- Objective -
Reproduce the part of the listing below that opens with the line containing "Segment every instance of the tail" and closes with the line containing "149), (189, 149)]", both ends included. Multiply every coordinate in the answers by 1.9 and round each to a whole number, halves up, keep the requests and their format samples unchanged, and leave the pictures out.

- Extracted material -
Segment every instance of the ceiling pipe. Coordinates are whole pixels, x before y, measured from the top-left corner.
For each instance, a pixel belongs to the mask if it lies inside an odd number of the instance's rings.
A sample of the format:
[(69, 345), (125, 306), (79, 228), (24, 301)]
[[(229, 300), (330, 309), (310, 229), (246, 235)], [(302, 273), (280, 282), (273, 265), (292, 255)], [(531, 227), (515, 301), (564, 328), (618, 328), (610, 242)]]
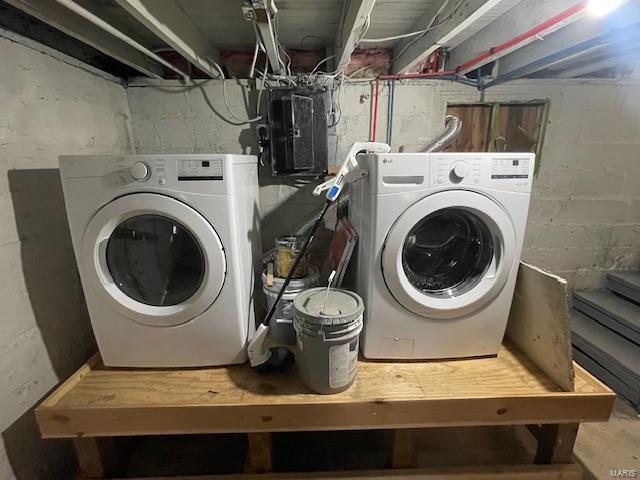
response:
[(89, 22), (93, 23), (96, 27), (104, 30), (107, 33), (110, 33), (111, 35), (113, 35), (114, 37), (118, 38), (119, 40), (122, 40), (123, 42), (125, 42), (127, 45), (135, 48), (136, 50), (138, 50), (139, 52), (142, 52), (143, 54), (145, 54), (147, 57), (152, 58), (153, 60), (155, 60), (156, 62), (164, 65), (165, 67), (167, 67), (168, 69), (176, 72), (178, 75), (180, 75), (185, 81), (189, 81), (189, 74), (183, 72), (182, 70), (174, 67), (173, 65), (171, 65), (169, 62), (167, 62), (164, 58), (159, 57), (158, 55), (156, 55), (155, 53), (153, 53), (151, 50), (149, 50), (148, 48), (146, 48), (143, 45), (140, 45), (138, 42), (136, 42), (133, 38), (125, 35), (124, 33), (122, 33), (120, 30), (118, 30), (117, 28), (113, 27), (112, 25), (110, 25), (109, 23), (105, 22), (104, 20), (102, 20), (100, 17), (94, 15), (93, 13), (91, 13), (89, 10), (86, 10), (85, 8), (81, 7), (80, 5), (78, 5), (77, 3), (75, 3), (72, 0), (55, 0), (56, 2), (58, 2), (60, 5), (63, 5), (65, 7), (67, 7), (69, 10), (71, 10), (72, 12), (80, 15), (82, 18), (84, 18), (85, 20), (88, 20)]
[(513, 37), (506, 42), (503, 42), (495, 47), (491, 47), (486, 52), (473, 57), (471, 60), (459, 65), (455, 72), (460, 72), (461, 70), (468, 71), (472, 67), (481, 67), (482, 65), (490, 62), (492, 57), (498, 53), (502, 53), (507, 50), (515, 50), (522, 44), (526, 44), (531, 41), (532, 38), (539, 38), (550, 30), (554, 30), (554, 27), (557, 27), (559, 24), (566, 22), (571, 17), (576, 15), (583, 14), (589, 6), (588, 0), (583, 0), (579, 3), (576, 3), (571, 8), (568, 8), (564, 12), (559, 13), (555, 17), (550, 18), (546, 22), (542, 22), (539, 25), (536, 25), (532, 29)]

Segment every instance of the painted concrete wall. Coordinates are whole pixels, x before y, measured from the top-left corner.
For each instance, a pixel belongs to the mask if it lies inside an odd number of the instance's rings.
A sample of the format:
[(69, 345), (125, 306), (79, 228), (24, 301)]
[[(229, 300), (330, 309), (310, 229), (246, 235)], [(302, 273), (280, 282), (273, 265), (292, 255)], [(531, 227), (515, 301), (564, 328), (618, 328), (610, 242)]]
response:
[[(146, 85), (146, 86), (145, 86)], [(255, 113), (256, 92), (227, 82), (237, 116)], [(253, 130), (229, 117), (219, 82), (192, 89), (175, 83), (127, 90), (138, 152), (256, 152)], [(366, 140), (370, 83), (343, 87), (342, 119), (332, 151)], [(378, 139), (386, 140), (388, 88), (382, 87)], [(408, 82), (395, 89), (394, 150), (417, 151), (443, 127), (447, 102), (549, 99), (551, 110), (534, 184), (524, 259), (565, 276), (574, 288), (595, 288), (609, 270), (640, 268), (640, 82), (518, 81), (489, 90), (450, 82)], [(246, 118), (246, 117), (244, 117)], [(263, 242), (287, 233), (318, 203), (309, 187), (276, 182), (262, 169)]]
[[(33, 406), (95, 351), (58, 155), (130, 147), (123, 87), (0, 36), (0, 478), (71, 478)], [(46, 473), (45, 473), (46, 472)]]

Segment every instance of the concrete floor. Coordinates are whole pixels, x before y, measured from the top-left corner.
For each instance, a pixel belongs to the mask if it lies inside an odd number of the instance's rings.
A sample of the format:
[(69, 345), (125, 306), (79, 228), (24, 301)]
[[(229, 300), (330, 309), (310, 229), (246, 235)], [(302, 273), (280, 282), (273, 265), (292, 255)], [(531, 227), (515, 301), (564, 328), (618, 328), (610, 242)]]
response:
[[(274, 467), (279, 472), (389, 468), (390, 431), (297, 432), (274, 434)], [(535, 441), (523, 427), (436, 428), (416, 431), (417, 466), (532, 463)], [(206, 475), (242, 471), (244, 435), (186, 435), (118, 439), (123, 462), (116, 475)], [(618, 399), (607, 423), (580, 427), (575, 458), (585, 480), (633, 470), (640, 478), (640, 414)], [(624, 478), (624, 477), (623, 477)]]
[(618, 398), (609, 422), (580, 427), (574, 455), (587, 480), (615, 478), (611, 469), (635, 470), (627, 478), (640, 478), (640, 413)]

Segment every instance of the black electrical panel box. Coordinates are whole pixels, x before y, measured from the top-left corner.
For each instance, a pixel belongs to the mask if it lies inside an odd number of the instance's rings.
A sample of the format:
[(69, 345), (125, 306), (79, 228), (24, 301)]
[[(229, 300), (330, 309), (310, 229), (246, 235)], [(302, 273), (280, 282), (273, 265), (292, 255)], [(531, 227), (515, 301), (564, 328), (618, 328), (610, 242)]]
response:
[(327, 89), (273, 87), (268, 104), (271, 174), (301, 177), (327, 173)]

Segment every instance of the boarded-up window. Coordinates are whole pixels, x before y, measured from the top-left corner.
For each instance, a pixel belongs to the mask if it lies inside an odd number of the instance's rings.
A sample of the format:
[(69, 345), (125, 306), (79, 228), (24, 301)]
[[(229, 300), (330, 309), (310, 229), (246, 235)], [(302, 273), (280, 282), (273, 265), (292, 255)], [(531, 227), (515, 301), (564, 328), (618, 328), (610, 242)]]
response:
[(449, 105), (448, 115), (462, 120), (462, 131), (448, 152), (486, 152), (489, 146), (491, 105)]
[(462, 131), (447, 151), (533, 152), (539, 157), (546, 111), (542, 101), (449, 105), (447, 114), (462, 120)]

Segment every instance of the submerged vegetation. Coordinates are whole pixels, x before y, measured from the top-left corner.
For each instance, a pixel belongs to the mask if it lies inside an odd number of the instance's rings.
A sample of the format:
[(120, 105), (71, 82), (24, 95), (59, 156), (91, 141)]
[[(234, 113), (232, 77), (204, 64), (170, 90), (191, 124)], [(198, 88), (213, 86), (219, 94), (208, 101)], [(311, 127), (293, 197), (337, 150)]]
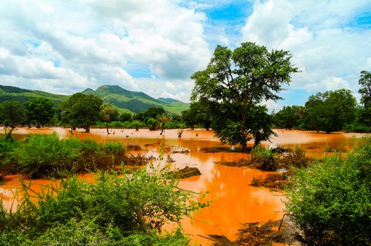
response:
[(143, 165), (148, 160), (128, 155), (119, 143), (98, 143), (73, 137), (32, 135), (22, 141), (0, 140), (0, 172), (25, 174), (32, 178), (58, 178), (73, 174), (113, 170), (122, 162)]
[(274, 149), (254, 147), (251, 150), (251, 158), (240, 159), (233, 162), (221, 162), (221, 164), (232, 167), (249, 167), (263, 171), (277, 171), (280, 169), (305, 167), (312, 161), (299, 148), (292, 151), (289, 149)]
[[(77, 177), (39, 193), (22, 183), (16, 209), (0, 209), (1, 245), (186, 245), (179, 222), (206, 206), (198, 194), (178, 189), (166, 170), (129, 174), (98, 173), (89, 183)], [(167, 223), (178, 224), (160, 233)]]
[(182, 169), (169, 171), (169, 175), (176, 179), (184, 179), (192, 177), (193, 176), (201, 175), (201, 172), (197, 167), (190, 167), (186, 166)]

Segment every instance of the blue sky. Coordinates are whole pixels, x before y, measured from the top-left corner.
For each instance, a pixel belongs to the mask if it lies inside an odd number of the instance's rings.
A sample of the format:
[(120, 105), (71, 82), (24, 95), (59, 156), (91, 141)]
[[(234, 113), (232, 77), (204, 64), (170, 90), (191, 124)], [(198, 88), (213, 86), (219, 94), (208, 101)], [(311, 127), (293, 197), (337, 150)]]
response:
[(189, 101), (217, 44), (284, 49), (302, 71), (270, 110), (357, 91), (371, 70), (369, 0), (3, 0), (0, 84), (72, 94), (117, 84)]

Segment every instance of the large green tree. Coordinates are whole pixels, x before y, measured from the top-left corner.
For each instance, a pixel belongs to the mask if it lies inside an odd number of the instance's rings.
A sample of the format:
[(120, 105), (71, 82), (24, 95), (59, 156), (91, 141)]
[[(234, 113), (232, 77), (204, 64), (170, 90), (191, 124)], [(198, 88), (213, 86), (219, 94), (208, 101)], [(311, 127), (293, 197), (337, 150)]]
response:
[[(291, 64), (291, 57), (289, 51), (270, 52), (265, 46), (251, 42), (242, 43), (233, 51), (217, 46), (207, 67), (191, 76), (195, 82), (191, 100), (208, 100), (240, 108), (235, 124), (239, 136), (230, 143), (239, 142), (242, 151), (246, 151), (252, 131), (247, 128), (247, 115), (263, 101), (280, 99), (278, 93), (290, 82), (292, 73), (299, 71)], [(216, 131), (222, 139), (231, 139), (228, 136), (230, 134), (224, 132)]]
[(37, 128), (51, 122), (56, 114), (53, 102), (46, 98), (31, 98), (25, 103), (25, 113), (29, 125), (36, 122)]
[(6, 101), (0, 104), (0, 119), (6, 127), (10, 127), (11, 129), (5, 129), (5, 138), (11, 138), (11, 133), (17, 124), (24, 120), (23, 107), (20, 102), (12, 102)]
[(356, 98), (349, 90), (318, 92), (306, 103), (305, 126), (326, 133), (343, 129), (354, 122), (356, 106)]
[(358, 80), (360, 89), (358, 92), (361, 96), (360, 102), (365, 108), (371, 107), (371, 72), (360, 72), (360, 79)]
[(90, 132), (90, 126), (99, 119), (103, 101), (93, 95), (77, 93), (60, 105), (62, 121), (71, 127), (82, 127)]

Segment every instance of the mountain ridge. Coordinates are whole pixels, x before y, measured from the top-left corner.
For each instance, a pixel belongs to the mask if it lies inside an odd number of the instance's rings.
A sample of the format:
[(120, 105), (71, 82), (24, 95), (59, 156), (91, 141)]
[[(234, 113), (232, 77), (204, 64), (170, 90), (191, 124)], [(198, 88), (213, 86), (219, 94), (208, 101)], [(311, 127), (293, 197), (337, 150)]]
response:
[[(103, 101), (111, 103), (122, 112), (137, 113), (145, 111), (150, 107), (160, 107), (163, 108), (169, 113), (179, 114), (189, 108), (189, 103), (176, 99), (164, 98), (156, 99), (143, 92), (129, 91), (117, 85), (103, 85), (96, 90), (86, 88), (82, 93), (98, 96)], [(32, 98), (46, 97), (58, 106), (70, 96), (0, 85), (0, 103), (4, 101), (24, 103)]]

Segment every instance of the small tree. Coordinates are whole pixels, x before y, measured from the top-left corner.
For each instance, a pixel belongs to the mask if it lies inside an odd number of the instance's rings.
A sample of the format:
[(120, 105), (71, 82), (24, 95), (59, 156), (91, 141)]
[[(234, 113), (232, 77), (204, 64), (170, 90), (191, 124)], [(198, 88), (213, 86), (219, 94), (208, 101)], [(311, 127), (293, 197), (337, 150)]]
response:
[(117, 110), (113, 108), (112, 103), (105, 103), (100, 106), (100, 115), (105, 122), (107, 134), (110, 134), (108, 131), (108, 123), (112, 120), (115, 115), (117, 115)]
[(99, 119), (102, 103), (102, 99), (93, 95), (73, 94), (60, 105), (62, 121), (71, 127), (71, 134), (75, 126), (84, 127), (89, 133), (90, 126)]
[(306, 127), (326, 133), (341, 130), (355, 120), (356, 105), (349, 90), (318, 92), (306, 103)]
[(301, 123), (304, 112), (302, 106), (285, 106), (274, 115), (275, 124), (278, 127), (288, 129), (297, 129)]
[(120, 122), (130, 122), (131, 121), (133, 116), (131, 113), (123, 112), (119, 115), (119, 120)]
[(365, 108), (371, 107), (371, 72), (360, 72), (360, 79), (358, 80), (360, 89), (358, 92), (361, 96), (360, 102)]
[(30, 124), (32, 121), (37, 122), (37, 128), (49, 124), (56, 114), (53, 102), (46, 98), (30, 99), (25, 103), (25, 113)]
[(163, 113), (158, 117), (158, 121), (161, 124), (161, 132), (160, 133), (160, 135), (162, 135), (162, 133), (164, 131), (164, 129), (165, 127), (165, 124), (170, 121), (170, 117), (166, 112)]
[[(147, 119), (147, 124), (148, 125), (150, 131), (155, 131), (157, 128), (157, 124), (158, 122), (156, 120), (156, 119), (150, 117)], [(136, 130), (138, 131), (137, 127), (136, 127)]]
[(0, 119), (6, 127), (9, 126), (11, 129), (7, 131), (5, 128), (6, 139), (11, 138), (11, 133), (17, 124), (25, 119), (23, 107), (20, 102), (6, 101), (0, 104)]
[(240, 119), (235, 127), (238, 127), (239, 136), (234, 131), (233, 135), (228, 131), (216, 133), (219, 137), (231, 139), (230, 143), (238, 142), (246, 151), (250, 134), (247, 115), (264, 100), (281, 98), (277, 93), (290, 82), (291, 74), (299, 71), (290, 59), (288, 51), (269, 52), (265, 46), (251, 42), (242, 43), (234, 51), (217, 46), (207, 67), (191, 76), (195, 83), (191, 99), (218, 103), (219, 108), (227, 105), (237, 107)]

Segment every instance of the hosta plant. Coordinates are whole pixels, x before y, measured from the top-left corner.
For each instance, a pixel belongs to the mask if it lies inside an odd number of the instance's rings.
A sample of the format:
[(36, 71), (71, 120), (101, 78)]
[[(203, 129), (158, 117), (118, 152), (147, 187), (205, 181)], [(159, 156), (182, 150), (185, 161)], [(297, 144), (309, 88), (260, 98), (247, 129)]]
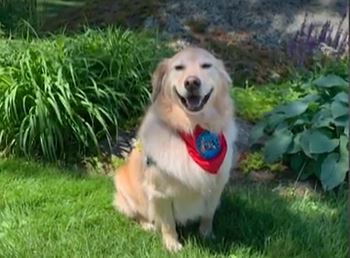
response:
[(348, 82), (330, 74), (305, 87), (307, 95), (266, 114), (251, 143), (264, 142), (267, 162), (283, 160), (298, 178), (316, 176), (331, 190), (348, 172)]

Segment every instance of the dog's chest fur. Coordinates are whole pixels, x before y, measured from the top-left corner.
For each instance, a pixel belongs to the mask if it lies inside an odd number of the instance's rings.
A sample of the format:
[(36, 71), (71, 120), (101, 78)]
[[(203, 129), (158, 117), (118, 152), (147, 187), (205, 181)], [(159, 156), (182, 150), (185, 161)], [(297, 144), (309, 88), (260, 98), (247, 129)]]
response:
[(147, 187), (165, 197), (176, 198), (181, 195), (184, 198), (209, 196), (213, 191), (221, 189), (229, 178), (234, 155), (236, 128), (233, 121), (227, 124), (223, 133), (228, 145), (227, 153), (218, 173), (213, 175), (191, 159), (177, 132), (161, 123), (153, 113), (148, 113), (138, 136), (142, 142), (143, 155), (151, 157), (157, 169), (146, 169), (146, 177), (149, 176), (147, 173), (152, 174)]

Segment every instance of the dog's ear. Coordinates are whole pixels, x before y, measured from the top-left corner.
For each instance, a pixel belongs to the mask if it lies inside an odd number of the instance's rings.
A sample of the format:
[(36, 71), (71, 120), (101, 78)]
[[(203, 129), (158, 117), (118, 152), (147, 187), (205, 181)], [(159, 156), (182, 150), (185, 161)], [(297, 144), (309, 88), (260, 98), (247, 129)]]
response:
[(161, 61), (156, 70), (152, 74), (152, 101), (154, 102), (161, 89), (162, 89), (162, 84), (163, 84), (163, 78), (168, 69), (168, 59), (164, 59)]
[(232, 85), (232, 79), (230, 77), (230, 75), (228, 74), (226, 67), (224, 65), (224, 62), (221, 60), (218, 60), (219, 63), (219, 72), (221, 73), (221, 75), (224, 77), (225, 82), (227, 83), (228, 87), (231, 87)]

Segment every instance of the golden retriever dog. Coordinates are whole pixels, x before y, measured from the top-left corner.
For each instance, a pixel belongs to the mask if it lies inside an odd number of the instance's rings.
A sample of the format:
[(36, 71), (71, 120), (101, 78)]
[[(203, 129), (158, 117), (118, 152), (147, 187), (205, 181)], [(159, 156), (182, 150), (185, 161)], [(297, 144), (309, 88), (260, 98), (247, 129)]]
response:
[(113, 205), (143, 228), (159, 229), (169, 251), (182, 248), (176, 224), (199, 219), (199, 233), (213, 236), (236, 155), (230, 86), (222, 61), (204, 49), (160, 62), (135, 147), (114, 176)]

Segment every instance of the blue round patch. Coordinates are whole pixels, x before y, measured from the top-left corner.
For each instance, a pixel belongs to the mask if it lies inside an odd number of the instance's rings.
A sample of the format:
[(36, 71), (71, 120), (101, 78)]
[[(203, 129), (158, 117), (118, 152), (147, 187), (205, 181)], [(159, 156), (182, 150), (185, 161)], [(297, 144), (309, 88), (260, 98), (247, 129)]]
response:
[(221, 150), (219, 137), (207, 130), (201, 132), (196, 139), (196, 149), (204, 159), (215, 158)]

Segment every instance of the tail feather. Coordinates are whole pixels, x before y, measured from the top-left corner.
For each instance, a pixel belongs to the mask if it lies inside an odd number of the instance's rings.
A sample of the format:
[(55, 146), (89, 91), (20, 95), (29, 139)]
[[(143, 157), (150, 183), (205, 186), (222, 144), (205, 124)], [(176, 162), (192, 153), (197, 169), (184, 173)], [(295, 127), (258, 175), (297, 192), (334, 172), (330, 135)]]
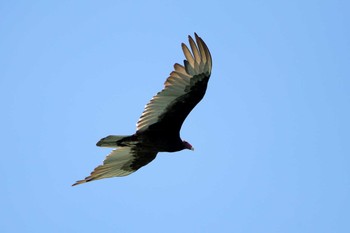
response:
[(123, 140), (124, 138), (127, 138), (127, 137), (130, 137), (130, 136), (109, 135), (105, 138), (102, 138), (100, 141), (98, 141), (96, 143), (96, 146), (116, 148), (116, 147), (120, 146), (118, 144), (118, 142)]

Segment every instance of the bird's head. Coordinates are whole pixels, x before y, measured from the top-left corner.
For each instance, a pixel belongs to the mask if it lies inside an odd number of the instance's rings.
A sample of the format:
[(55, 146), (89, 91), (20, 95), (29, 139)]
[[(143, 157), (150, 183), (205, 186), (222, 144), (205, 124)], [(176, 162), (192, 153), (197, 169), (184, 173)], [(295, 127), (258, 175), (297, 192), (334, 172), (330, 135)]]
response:
[(189, 150), (194, 151), (194, 148), (193, 148), (193, 146), (191, 144), (189, 144), (186, 141), (182, 141), (182, 143), (183, 143), (185, 149), (189, 149)]

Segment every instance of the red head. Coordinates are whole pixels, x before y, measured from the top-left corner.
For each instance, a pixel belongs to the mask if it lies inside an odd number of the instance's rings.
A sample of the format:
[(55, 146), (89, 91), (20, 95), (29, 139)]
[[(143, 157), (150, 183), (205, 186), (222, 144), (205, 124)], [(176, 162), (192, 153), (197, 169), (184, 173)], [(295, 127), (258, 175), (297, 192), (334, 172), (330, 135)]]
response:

- Response -
Segment every instance of the tail feather. Coordinates are whole pixels, x before y, measured from the top-left corner.
For each instance, a pixel belongs to the mask if it lies inside an odd number of the instance's rings.
A sample of the format:
[(55, 146), (89, 91), (20, 95), (29, 139)]
[[(143, 157), (150, 183), (205, 186), (222, 144), (205, 124)], [(176, 162), (192, 153), (197, 169), (184, 173)], [(295, 127), (258, 175), (297, 192), (334, 172), (330, 135)]]
response:
[(234, 266), (236, 262), (241, 262), (241, 260), (247, 260), (247, 258), (207, 257), (200, 262), (194, 262), (190, 268), (186, 268), (182, 272), (182, 277), (220, 281), (220, 279), (228, 277), (224, 274), (224, 270)]

Segment every instance of the bird's head. Coordinates are whole pixels, x before y, measured from the top-left corner.
For each instance, a pixel belongs to the mask if it lies inside an odd number of the instance's rings.
A sample of the format:
[(55, 146), (89, 91), (20, 95), (29, 139)]
[[(143, 157), (150, 183), (205, 186), (222, 144), (205, 124)], [(176, 162), (192, 153), (197, 169), (184, 173)], [(295, 127), (258, 175), (297, 192), (334, 172), (330, 135)]]
response:
[(359, 285), (369, 287), (369, 281), (367, 281), (367, 277), (363, 274), (359, 274), (353, 268), (346, 268), (346, 272), (348, 272), (352, 283), (359, 283)]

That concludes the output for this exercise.